### [TEXT EXCERPT]
Furloughed employees return to campus for the fall semester

Gabby Hyman | Contributing Reporter

Nearly all of the Washington University employees placed on furlough over the summer have returned to work for the fall.

On June 11, the University issued a report to faculty and staff announcing that over 1,300 university employees would be furloughed for up to 13 weeks.

The furloughs were among the most notable of several financial adjustments that Washington University implemented to relieve the more than $150 million lost due to the COVID-19 pandemic. Factors such as refunded student dining and housing, the cancellation of elective surgeries at the School of Medicine and new technological expenses all contributed to the significant loss.

“As difficult as this is to acknowledge, we must face the reality that we cannot address the challenges of this situation without taking a hard look at ways to cut spending in this area,” Chancellor Andrew D. Martin wrote in the email to faculty and staff in June.

According to Martin, drawing from reserve funds and the endowment would help relieve some of the financial burden of the COVID-19 pandemic, but furloughs would also be a necessary part of the cutbacks. However, Interim Vice Chancellor for Student Affairs Rob Wild said that the University would do its best to support furloughed staff over the summer.

“Furloughing members of our team through the summer provides them continued access to their Wash. U. employee benefits as well as unemployment compensation from the State of Missouri and the federal government,” Wild wrote in an email to the University community on April 29.

“[The furloughs] did coincide with the stimulus that the government gave… From a financial point of view, people who were on furlough for those 12 weeks did not, on average, suffer financially,” Chair of the Department of Economics Gaetano Antinolfi said.

Fortunately, the vast majority of furloughed employees returned to work in July, according to Interim Vice Chancellor for Public Affairs Julie Flory.

“No faculty members were lost, and nearly all staff who were furloughed returned to work almost three months ago,” she said.

The majority of furloughs came from Medical Campus employees, as the elimination of elective surgeries greatly reduced revenue. According to Flory, most of the furloughs from the medical campus were voluntary, and no employees permanently lost their jobs after the furloughs ended.

Antinolfi explained that throughout the furloughs, there was an understanding that they were temporary and all the faculty would come back to their positions after 13 weeks. The University decided to end the furlough a week early because 12 weeks is an important benchmark for unemployment benefits.

“Unemployment benefits are not forever: at some point… you are expected to provide evidence that you are looking for a job… and you have to take a job if it comes… these things put a person in furlough in a very difficult situation,” Antinolfi said.

### [AIM OF THE TASK]
Could you copy the furlough article from "On June 11, the" up to and including "the significant loss.", editing it so that "nonessential surgeries" replaces "elective surgeries"?

### [DATA EXTRACT]

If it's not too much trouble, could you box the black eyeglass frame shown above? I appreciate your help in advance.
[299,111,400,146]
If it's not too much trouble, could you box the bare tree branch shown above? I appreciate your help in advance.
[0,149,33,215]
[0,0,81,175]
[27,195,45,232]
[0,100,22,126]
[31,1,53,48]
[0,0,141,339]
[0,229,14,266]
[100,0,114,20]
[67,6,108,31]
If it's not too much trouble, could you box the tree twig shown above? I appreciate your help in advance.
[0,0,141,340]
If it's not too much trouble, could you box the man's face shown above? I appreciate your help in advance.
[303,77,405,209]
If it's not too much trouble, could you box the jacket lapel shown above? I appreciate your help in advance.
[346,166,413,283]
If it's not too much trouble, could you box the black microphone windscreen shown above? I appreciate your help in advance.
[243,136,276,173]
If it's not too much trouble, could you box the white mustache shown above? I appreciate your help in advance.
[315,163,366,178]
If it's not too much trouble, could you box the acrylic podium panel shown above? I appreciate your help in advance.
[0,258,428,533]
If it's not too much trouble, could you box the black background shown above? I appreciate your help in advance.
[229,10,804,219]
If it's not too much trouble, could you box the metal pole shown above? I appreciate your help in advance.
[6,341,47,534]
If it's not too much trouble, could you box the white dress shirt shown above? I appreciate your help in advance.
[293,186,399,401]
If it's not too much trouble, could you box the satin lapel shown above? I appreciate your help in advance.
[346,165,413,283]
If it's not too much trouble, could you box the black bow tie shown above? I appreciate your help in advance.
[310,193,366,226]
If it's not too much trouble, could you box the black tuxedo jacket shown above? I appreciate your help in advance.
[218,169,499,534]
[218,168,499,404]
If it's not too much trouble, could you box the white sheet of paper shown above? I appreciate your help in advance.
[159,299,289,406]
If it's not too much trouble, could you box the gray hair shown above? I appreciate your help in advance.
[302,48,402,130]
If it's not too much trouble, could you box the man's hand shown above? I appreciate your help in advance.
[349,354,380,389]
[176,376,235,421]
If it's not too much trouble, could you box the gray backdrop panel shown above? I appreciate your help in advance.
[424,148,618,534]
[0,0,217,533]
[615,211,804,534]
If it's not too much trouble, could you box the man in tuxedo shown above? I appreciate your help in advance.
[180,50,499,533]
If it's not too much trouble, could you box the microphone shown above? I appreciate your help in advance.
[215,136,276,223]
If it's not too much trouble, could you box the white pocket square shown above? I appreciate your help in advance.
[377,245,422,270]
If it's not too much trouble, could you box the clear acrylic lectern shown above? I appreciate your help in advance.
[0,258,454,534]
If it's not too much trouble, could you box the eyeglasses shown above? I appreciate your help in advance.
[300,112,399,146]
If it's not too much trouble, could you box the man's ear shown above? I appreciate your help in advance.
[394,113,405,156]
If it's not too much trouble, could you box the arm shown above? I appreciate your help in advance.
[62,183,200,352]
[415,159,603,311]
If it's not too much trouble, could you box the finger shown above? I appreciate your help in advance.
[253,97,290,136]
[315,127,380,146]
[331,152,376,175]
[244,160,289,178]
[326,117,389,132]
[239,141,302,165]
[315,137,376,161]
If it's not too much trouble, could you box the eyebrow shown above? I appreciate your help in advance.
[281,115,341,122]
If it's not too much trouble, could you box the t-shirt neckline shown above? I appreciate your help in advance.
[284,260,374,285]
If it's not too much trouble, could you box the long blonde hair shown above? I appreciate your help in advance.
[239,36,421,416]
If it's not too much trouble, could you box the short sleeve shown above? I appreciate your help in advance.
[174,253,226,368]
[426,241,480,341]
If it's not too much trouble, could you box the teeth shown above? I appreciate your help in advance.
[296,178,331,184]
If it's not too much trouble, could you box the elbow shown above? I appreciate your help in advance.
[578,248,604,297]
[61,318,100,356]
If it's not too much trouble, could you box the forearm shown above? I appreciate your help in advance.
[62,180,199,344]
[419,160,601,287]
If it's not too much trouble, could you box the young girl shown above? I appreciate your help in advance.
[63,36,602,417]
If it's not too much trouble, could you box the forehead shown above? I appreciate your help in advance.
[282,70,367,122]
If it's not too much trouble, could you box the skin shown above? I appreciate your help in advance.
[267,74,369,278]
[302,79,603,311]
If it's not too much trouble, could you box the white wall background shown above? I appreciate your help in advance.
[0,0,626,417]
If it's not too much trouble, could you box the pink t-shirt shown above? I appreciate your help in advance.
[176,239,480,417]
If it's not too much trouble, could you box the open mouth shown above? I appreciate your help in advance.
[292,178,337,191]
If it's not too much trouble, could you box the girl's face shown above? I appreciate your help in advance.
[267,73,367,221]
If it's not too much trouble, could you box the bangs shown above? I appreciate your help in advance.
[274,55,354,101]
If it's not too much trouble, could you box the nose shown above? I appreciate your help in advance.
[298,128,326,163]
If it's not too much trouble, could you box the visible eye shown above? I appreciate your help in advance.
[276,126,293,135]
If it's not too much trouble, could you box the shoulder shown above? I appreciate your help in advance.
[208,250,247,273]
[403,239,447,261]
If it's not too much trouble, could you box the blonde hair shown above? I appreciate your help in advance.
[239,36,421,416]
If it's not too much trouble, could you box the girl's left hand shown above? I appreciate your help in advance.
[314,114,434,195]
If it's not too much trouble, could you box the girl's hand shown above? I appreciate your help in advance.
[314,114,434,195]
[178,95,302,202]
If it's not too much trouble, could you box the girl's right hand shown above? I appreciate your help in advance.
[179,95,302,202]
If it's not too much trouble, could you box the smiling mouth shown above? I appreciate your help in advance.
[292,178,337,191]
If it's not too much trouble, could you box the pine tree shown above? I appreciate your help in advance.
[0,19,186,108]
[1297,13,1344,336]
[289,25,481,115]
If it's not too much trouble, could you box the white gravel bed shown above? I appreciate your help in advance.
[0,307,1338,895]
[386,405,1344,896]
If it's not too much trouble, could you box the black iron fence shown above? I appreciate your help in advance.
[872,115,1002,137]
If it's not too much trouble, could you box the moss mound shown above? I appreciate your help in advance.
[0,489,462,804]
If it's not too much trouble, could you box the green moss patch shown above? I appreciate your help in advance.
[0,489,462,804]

### [SOLUTION]
On June 11, the University issued a report to faculty and staff announcing that over 1,300 university employees would be furloughed for up to 13 weeks.

The furloughs were among the most notable of several financial adjustments that Washington University implemented to relieve the more than $150 million lost due to the COVID-19 pandemic. Factors such as refunded student dining and housing, the cancellation of nonessential surgeries at the School of Medicine and new technological expenses all contributed to the significant loss.